Echo back, word for word, the lines of the material from the one containing "Target: crowd of spectators" through the final line.
══════════════════════════════
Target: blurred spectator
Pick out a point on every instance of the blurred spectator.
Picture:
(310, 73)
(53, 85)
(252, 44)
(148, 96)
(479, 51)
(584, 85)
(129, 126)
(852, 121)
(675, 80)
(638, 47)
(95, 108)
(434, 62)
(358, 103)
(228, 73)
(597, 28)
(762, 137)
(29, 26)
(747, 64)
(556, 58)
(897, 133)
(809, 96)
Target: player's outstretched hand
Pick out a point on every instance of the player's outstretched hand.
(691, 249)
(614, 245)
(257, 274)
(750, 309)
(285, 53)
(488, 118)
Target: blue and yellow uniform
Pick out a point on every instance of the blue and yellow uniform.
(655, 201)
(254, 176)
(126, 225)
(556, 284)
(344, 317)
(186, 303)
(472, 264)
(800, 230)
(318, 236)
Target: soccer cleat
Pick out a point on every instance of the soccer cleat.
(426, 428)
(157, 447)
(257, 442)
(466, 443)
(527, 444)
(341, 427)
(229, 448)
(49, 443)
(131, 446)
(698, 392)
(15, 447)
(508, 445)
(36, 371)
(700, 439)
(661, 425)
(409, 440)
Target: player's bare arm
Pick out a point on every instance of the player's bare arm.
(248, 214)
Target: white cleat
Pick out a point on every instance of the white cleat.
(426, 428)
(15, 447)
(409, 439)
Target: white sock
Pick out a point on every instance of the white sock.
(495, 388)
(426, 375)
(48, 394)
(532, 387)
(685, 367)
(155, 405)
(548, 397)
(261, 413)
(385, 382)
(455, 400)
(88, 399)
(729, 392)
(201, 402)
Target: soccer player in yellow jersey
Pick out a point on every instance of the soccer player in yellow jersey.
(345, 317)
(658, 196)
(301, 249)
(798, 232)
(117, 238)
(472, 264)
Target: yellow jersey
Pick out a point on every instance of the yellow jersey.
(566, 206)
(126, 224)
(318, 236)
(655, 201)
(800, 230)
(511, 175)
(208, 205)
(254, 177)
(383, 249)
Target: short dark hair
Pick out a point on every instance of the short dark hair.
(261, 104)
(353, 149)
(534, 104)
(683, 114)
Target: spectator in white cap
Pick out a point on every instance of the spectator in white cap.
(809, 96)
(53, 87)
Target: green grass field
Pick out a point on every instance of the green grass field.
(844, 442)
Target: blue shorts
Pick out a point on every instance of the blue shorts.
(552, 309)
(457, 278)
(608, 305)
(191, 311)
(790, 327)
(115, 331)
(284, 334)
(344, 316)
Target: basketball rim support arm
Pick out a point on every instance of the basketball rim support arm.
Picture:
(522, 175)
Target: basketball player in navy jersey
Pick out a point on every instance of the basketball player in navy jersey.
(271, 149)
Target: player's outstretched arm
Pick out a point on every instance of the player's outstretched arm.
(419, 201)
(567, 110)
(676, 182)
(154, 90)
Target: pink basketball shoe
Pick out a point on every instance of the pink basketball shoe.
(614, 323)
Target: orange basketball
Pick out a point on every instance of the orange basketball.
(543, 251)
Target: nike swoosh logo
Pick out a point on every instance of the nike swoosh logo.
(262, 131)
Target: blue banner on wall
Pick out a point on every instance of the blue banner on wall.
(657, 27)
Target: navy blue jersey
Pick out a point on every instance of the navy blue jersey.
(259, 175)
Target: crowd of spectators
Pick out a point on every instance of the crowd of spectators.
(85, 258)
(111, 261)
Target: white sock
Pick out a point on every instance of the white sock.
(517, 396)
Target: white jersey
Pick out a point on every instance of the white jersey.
══════════════════════════════
§ SOLUTION TO THIS TASK:
Target: crowd of spectators
Pick out a point on every instance of the crowd of spectators.
(85, 258)
(111, 261)
Target: white sock
Pick out a point on every instance of the white sock.
(517, 396)
Target: white jersey
Pick out a point on every instance of the white jersey.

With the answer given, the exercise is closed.